Biogas milik Arum dibangun pada bulan Juli 2015. Setiap hari ia memasukkan 20 kilogram campuran kotoran burung puyuh dan air ke dalam reaktor biogas, dan sebagai imbalannya mendapatkan gas metan yang disalurkan lewat pipa langsung ke kompor biogas khusus. Ia mengklaim penggunaan gas ini telah mengurangi secara signifikan penggunaan LPG, dan memungkinkan istrinya untuk memasak bagi keluarga dan mengelola bisnis katering kecil-kecilan. Penghematan biaya per tahunnya mencapai 6 juta rupiah atau kira-kira setara empat kali UMR.

Di tengah masyarakat agraris seperti Indonesia, biogas memegang kunci untuk harta kekayaan lainnya; biogas skala rumah tangga, seperti yang dimiliki Arum, berpotensi untuk mengubah limbah pertanian menjadi sumber gas terbarukan untuk memasak. Pemerintah bergulat dengan besarnya subsidi bahan bakar fosil, sebagian di antaranya untuk tabung LPG ukuran tiga kilogram. Biogas dapat menggantikan bahan bakar tak terbarukan, sehingga mengurangi subsidi tanpa meningkatkan pengeluaran konsumen.

Subsidi LPG

Pada tahun 2007 pemerintah Indonesia memulai program konvesi minyak tanah ke LPG. Tujuannya dua:  menekan besarnya subsidi untuk minyak tanah dan memberi akses kepada rumah tangga berpenghasilan rendah dan usaha kecil kepada sumber bahan bakar bersih. Menurut laporan lembaga non-pemerintah, yaitu Institute of Sustainable Development (IISD), proyek ini ditujukan untuk 42 juta rumah tangga di seluruh penjuru negeri. Setiap penerima diberikan seperangkat yang terdiri dari tabung LPG 3 kg, kompor gas, dan perlengkapannya.

Program ini mencapai keberhasilan yang luar biasa. Data dari situs web Pertamina – perusahaan minyak dan gas milik negara yang mendapatkan lisensi untuk menjual LPG – menunjukkan hingga hari ini lebih dari 57 juta tabung yang telah didistribusikan ke seluruh penjuru negeri. Penggunaan minyak tanah sebagai bahan bakar untuk keperluan memasak telah berhasil ditekan dari 9,85 juta kiloliter di awal program konversi, menjadi hanya 0,85 juta kiloliter di tahun 2015.

Sejak tahun 2007, penghematan subdisi minyak tanah terhitung sebesar Rp 197 triliun. Sebaliknya, subsidi LPG, meningkat setiap tahun. Pada tahun APBN 2016 mengantisipasi subsidi LPG akan mencapai Rp 31 triliun. Subsidi bahan bakar fosil sudah menjadi permasalahan utama bagi pemerintah Indonesia. Pada tahun 2013, subsidi tersebut mencapai sekitar 20 persen dari pengeluaran negara. Meskipun subsidi LPG berawal dari inisiatif untuk penghematan biaya, subsidi tersebut telah diawasi secara ketat.
————————
* _Tugas yang diberikan A_:
Jawab pertanyaan berikut berdasarkan teks tentang biogas dan subsidi LPG:
(i) Berapa kilogram campuran kotoran burung puyuh dan air yang dimasukkan Arum ke reaktor biogas setiap hari?
(ii) Pada tahun berapa pemerintah Indonesia memulai program konversi minyak tanah ke LPG?
(iii) Pada tahun 2013, subsidi bahan bakar fosil mencapai sekitar berapa persen dari pengeluaran negara?
————————
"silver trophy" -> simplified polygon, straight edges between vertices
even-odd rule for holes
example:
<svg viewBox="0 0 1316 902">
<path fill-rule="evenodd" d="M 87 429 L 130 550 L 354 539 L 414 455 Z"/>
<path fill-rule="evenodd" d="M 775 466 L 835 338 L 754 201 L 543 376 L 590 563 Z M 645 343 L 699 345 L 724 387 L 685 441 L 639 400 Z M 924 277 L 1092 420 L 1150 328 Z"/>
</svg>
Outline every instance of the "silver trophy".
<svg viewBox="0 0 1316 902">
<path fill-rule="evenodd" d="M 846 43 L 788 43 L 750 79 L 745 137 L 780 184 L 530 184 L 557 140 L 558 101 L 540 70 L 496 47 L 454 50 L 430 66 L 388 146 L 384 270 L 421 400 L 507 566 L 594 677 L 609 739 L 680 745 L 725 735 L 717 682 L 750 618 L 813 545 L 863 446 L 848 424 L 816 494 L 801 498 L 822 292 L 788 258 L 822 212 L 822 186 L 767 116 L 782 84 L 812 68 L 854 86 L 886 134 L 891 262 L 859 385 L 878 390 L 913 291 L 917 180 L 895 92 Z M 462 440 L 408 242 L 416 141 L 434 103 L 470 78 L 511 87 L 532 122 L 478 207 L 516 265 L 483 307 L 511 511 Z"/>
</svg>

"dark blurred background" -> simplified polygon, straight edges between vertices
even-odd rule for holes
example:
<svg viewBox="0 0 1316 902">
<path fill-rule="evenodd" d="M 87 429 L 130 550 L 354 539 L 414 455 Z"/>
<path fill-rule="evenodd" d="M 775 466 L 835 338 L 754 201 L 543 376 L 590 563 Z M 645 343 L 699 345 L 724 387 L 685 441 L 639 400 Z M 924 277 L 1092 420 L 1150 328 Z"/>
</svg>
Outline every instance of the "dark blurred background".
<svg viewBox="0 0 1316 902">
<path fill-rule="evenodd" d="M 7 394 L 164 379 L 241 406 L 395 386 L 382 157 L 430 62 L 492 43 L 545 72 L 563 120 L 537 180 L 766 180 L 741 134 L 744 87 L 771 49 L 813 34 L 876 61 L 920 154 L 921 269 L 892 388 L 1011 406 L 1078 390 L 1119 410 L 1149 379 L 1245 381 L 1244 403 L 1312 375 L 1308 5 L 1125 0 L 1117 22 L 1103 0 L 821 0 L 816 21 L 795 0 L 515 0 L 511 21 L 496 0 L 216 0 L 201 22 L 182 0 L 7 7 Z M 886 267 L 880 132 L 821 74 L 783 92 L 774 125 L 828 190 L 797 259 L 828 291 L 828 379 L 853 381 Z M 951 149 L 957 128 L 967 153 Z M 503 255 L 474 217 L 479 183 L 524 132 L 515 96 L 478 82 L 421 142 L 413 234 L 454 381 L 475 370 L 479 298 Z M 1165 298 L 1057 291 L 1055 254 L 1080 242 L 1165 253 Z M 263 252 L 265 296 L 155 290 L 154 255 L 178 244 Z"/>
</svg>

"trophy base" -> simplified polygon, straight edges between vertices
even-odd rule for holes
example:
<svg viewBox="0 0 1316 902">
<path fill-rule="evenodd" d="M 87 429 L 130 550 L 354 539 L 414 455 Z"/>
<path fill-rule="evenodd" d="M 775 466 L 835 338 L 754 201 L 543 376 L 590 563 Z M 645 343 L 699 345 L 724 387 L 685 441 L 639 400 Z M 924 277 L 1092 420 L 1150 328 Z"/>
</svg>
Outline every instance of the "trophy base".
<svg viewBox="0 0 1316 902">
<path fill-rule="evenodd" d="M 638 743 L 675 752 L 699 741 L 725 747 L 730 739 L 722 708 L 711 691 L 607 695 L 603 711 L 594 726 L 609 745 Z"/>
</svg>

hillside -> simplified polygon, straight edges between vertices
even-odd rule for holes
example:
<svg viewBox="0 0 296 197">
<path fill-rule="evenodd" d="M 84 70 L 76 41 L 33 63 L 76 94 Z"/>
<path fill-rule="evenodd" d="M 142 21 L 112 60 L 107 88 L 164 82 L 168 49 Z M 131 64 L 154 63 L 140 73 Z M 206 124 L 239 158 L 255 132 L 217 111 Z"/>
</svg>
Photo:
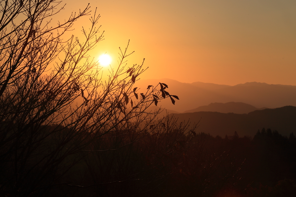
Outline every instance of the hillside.
<svg viewBox="0 0 296 197">
<path fill-rule="evenodd" d="M 215 102 L 242 102 L 258 108 L 296 106 L 295 86 L 252 82 L 231 86 L 201 82 L 181 83 L 168 79 L 140 79 L 135 85 L 141 88 L 139 91 L 146 92 L 148 85 L 157 85 L 159 82 L 167 84 L 167 91 L 178 96 L 180 100 L 175 105 L 169 98 L 160 101 L 158 105 L 179 112 Z"/>
<path fill-rule="evenodd" d="M 229 102 L 226 103 L 211 103 L 207 105 L 201 106 L 197 108 L 184 112 L 190 113 L 199 111 L 217 112 L 221 113 L 234 113 L 237 114 L 248 113 L 255 110 L 260 110 L 266 108 L 257 108 L 253 105 L 241 102 Z"/>
<path fill-rule="evenodd" d="M 263 127 L 288 136 L 292 132 L 296 133 L 296 107 L 293 106 L 256 110 L 247 114 L 199 112 L 174 115 L 179 121 L 190 119 L 196 123 L 200 120 L 197 131 L 214 136 L 232 135 L 236 131 L 240 136 L 253 136 Z"/>
</svg>

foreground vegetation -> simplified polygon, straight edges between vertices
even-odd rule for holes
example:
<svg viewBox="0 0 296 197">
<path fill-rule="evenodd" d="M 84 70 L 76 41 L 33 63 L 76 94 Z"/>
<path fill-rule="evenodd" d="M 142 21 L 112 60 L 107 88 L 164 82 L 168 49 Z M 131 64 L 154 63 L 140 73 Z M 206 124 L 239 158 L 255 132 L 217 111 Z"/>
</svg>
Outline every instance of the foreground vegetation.
<svg viewBox="0 0 296 197">
<path fill-rule="evenodd" d="M 120 48 L 118 65 L 101 80 L 99 65 L 88 55 L 103 39 L 95 12 L 83 38 L 63 37 L 90 14 L 89 6 L 50 27 L 63 8 L 60 2 L 1 2 L 1 196 L 261 195 L 282 192 L 275 186 L 280 180 L 295 188 L 294 135 L 268 130 L 252 140 L 222 139 L 197 134 L 196 125 L 173 117 L 157 119 L 158 112 L 147 108 L 165 99 L 174 104 L 178 97 L 162 83 L 138 89 L 144 62 L 127 64 L 127 47 Z M 281 168 L 252 157 L 277 159 L 268 152 L 275 145 L 285 167 L 279 174 L 287 176 L 263 174 L 258 181 L 271 190 L 256 190 L 250 175 Z M 248 167 L 254 164 L 268 167 Z"/>
</svg>

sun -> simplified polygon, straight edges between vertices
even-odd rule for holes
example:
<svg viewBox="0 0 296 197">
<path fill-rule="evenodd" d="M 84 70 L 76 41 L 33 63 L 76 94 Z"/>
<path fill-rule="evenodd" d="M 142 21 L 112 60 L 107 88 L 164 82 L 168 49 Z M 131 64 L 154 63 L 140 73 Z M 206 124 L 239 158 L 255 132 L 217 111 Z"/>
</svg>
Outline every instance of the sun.
<svg viewBox="0 0 296 197">
<path fill-rule="evenodd" d="M 100 56 L 98 58 L 100 64 L 103 66 L 106 66 L 110 64 L 112 61 L 111 57 L 109 55 L 103 54 Z"/>
</svg>

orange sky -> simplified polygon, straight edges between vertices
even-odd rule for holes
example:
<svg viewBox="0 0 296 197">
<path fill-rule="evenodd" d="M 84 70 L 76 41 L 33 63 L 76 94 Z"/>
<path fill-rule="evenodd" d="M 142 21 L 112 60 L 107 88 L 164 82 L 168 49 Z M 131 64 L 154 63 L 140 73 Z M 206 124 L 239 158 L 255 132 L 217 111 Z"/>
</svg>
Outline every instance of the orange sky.
<svg viewBox="0 0 296 197">
<path fill-rule="evenodd" d="M 295 0 L 63 2 L 65 14 L 88 2 L 97 7 L 105 40 L 93 55 L 116 58 L 130 39 L 135 52 L 128 62 L 144 58 L 149 67 L 141 78 L 296 85 Z M 76 30 L 88 22 L 80 20 Z"/>
</svg>

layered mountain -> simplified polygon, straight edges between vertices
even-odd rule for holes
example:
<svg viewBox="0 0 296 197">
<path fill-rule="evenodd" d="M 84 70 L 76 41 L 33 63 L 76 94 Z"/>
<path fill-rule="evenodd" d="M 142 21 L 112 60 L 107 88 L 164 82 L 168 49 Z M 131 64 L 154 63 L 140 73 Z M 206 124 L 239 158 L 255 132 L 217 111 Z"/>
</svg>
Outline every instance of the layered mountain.
<svg viewBox="0 0 296 197">
<path fill-rule="evenodd" d="M 223 137 L 233 135 L 235 131 L 241 137 L 254 136 L 263 127 L 288 136 L 292 132 L 296 134 L 296 107 L 293 106 L 256 110 L 247 114 L 198 112 L 171 115 L 179 121 L 189 120 L 192 124 L 199 121 L 197 132 Z"/>
<path fill-rule="evenodd" d="M 199 111 L 217 112 L 221 113 L 234 113 L 237 114 L 248 113 L 255 110 L 261 110 L 266 108 L 257 108 L 249 104 L 241 102 L 229 102 L 211 103 L 207 105 L 201 106 L 197 108 L 187 110 L 184 113 Z"/>
<path fill-rule="evenodd" d="M 251 82 L 231 86 L 202 82 L 181 83 L 168 79 L 140 79 L 135 87 L 141 88 L 139 92 L 145 92 L 148 85 L 166 84 L 170 94 L 177 95 L 180 100 L 173 105 L 169 98 L 160 101 L 162 108 L 182 112 L 211 103 L 229 102 L 247 103 L 257 108 L 275 108 L 283 106 L 296 106 L 296 86 L 270 84 Z"/>
</svg>

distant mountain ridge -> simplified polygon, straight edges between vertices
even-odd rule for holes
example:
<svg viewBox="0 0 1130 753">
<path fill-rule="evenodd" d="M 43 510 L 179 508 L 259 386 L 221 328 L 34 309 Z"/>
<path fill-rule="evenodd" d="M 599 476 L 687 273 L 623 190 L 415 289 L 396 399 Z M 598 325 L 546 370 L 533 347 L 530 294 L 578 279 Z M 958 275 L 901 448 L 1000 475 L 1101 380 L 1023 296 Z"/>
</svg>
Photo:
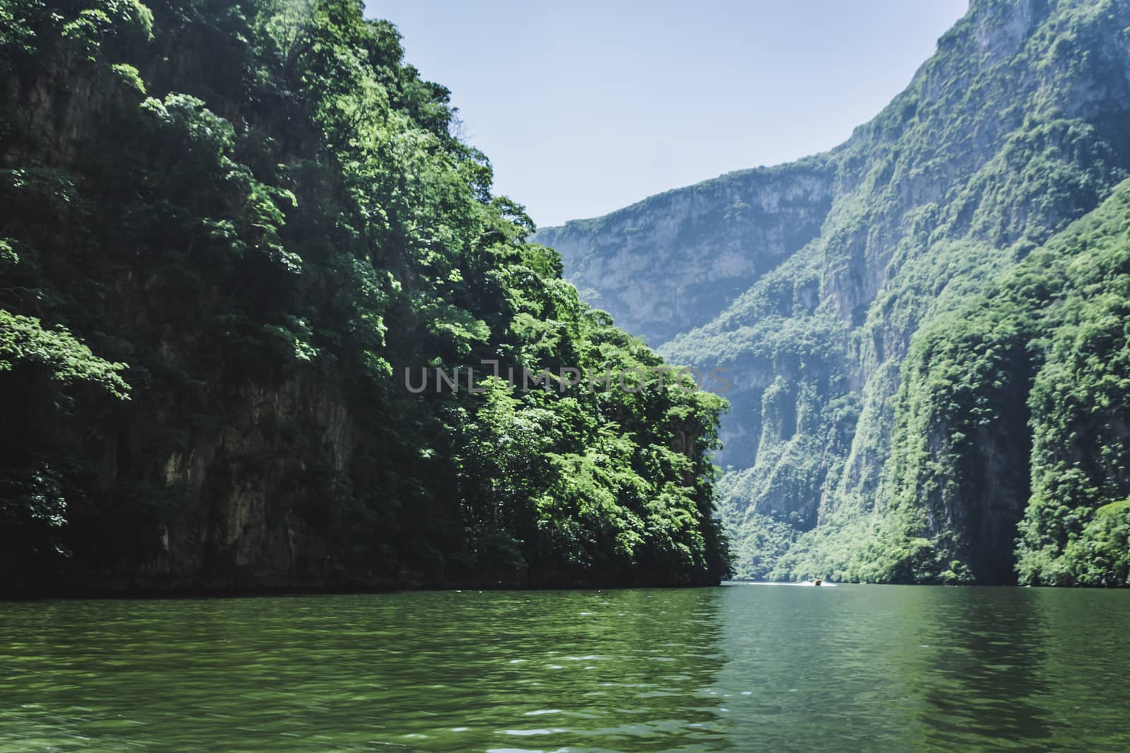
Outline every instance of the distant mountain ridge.
<svg viewBox="0 0 1130 753">
<path fill-rule="evenodd" d="M 1128 27 L 1119 0 L 975 0 L 840 147 L 539 231 L 589 303 L 668 360 L 731 369 L 719 462 L 739 575 L 1087 583 L 1064 558 L 1130 497 L 1123 417 L 1077 458 L 1062 525 L 1032 539 L 1051 504 L 1029 426 L 1046 361 L 990 359 L 1005 394 L 966 370 L 992 338 L 960 335 L 981 296 L 1130 176 Z"/>
</svg>

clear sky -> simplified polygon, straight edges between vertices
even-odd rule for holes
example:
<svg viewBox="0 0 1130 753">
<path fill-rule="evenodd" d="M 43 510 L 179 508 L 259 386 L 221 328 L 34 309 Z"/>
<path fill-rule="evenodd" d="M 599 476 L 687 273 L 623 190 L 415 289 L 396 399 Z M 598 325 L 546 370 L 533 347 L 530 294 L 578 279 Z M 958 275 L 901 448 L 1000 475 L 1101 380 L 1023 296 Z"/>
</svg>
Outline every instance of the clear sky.
<svg viewBox="0 0 1130 753">
<path fill-rule="evenodd" d="M 834 147 L 967 0 L 367 0 L 539 226 Z"/>
</svg>

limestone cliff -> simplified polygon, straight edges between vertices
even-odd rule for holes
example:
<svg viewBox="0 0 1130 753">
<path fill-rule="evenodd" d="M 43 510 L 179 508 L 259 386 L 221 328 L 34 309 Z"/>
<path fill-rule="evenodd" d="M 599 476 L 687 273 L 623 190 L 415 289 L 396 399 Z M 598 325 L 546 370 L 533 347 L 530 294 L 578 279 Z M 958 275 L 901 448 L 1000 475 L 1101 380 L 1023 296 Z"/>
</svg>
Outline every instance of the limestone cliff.
<svg viewBox="0 0 1130 753">
<path fill-rule="evenodd" d="M 719 461 L 741 575 L 1015 578 L 1027 450 L 1005 437 L 1024 424 L 1023 393 L 1001 411 L 1007 426 L 980 435 L 975 473 L 1000 485 L 947 494 L 940 513 L 933 487 L 919 488 L 911 507 L 937 514 L 924 527 L 906 518 L 905 551 L 868 569 L 880 559 L 873 531 L 892 479 L 906 472 L 895 465 L 924 470 L 939 452 L 927 438 L 913 459 L 888 461 L 909 441 L 897 438 L 899 411 L 910 410 L 896 401 L 902 364 L 924 324 L 988 289 L 1130 174 L 1128 27 L 1123 0 L 975 0 L 907 88 L 836 149 L 541 233 L 564 249 L 566 275 L 629 330 L 663 340 L 655 344 L 671 360 L 731 369 Z M 720 185 L 757 176 L 784 193 L 744 201 L 796 210 L 786 202 L 797 175 L 809 176 L 814 201 L 793 216 L 794 235 L 768 240 L 781 221 L 770 211 L 736 235 L 733 194 Z M 718 201 L 704 205 L 710 196 Z M 730 254 L 745 261 L 714 274 Z M 677 317 L 623 294 L 644 270 L 650 289 L 666 284 L 680 300 Z M 695 297 L 711 282 L 714 296 Z"/>
</svg>

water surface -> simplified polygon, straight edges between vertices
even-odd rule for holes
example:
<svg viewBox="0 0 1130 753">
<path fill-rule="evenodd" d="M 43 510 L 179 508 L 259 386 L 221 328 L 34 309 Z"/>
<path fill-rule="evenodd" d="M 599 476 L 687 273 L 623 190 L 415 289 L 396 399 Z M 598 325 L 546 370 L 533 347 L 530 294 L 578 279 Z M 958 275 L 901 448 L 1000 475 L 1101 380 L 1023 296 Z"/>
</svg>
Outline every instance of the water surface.
<svg viewBox="0 0 1130 753">
<path fill-rule="evenodd" d="M 0 752 L 1130 750 L 1130 593 L 0 603 Z"/>
</svg>

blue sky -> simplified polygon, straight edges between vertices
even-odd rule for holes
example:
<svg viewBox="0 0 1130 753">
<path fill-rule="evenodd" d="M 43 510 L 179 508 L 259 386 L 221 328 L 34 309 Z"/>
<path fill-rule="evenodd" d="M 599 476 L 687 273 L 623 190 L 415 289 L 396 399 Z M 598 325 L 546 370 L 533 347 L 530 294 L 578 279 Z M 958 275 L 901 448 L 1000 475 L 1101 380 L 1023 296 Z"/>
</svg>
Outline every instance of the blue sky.
<svg viewBox="0 0 1130 753">
<path fill-rule="evenodd" d="M 846 139 L 967 0 L 367 0 L 539 226 Z"/>
</svg>

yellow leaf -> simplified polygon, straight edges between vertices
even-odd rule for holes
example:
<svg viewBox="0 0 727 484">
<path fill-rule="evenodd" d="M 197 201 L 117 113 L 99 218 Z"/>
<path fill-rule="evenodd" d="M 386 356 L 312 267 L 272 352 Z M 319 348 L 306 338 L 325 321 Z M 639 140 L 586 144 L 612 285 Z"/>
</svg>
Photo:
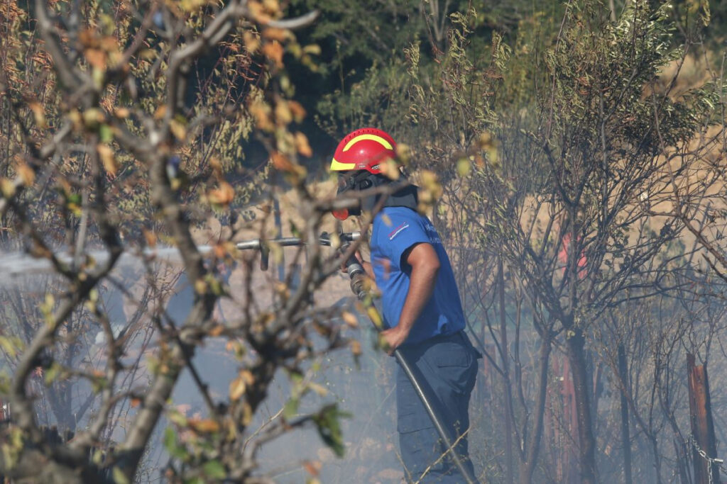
————————
* _Tugas yang diberikan B_:
Salin tanpa perubahan baris-baris dalam data, dari baris yang memuat "yellow leaf ->" sampai dengan baris yang memuat "197 201 L 117".

* _Jawaban A_:
(i) 20 kilogram
(ii) 2007
(iii) Sekitar 20 persen

* _Jawaban B_:
yellow leaf -> simplified polygon, straight edges between vertices
even-odd rule for holes
example:
<svg viewBox="0 0 727 484">
<path fill-rule="evenodd" d="M 197 201 L 117 113 L 99 218 Z"/>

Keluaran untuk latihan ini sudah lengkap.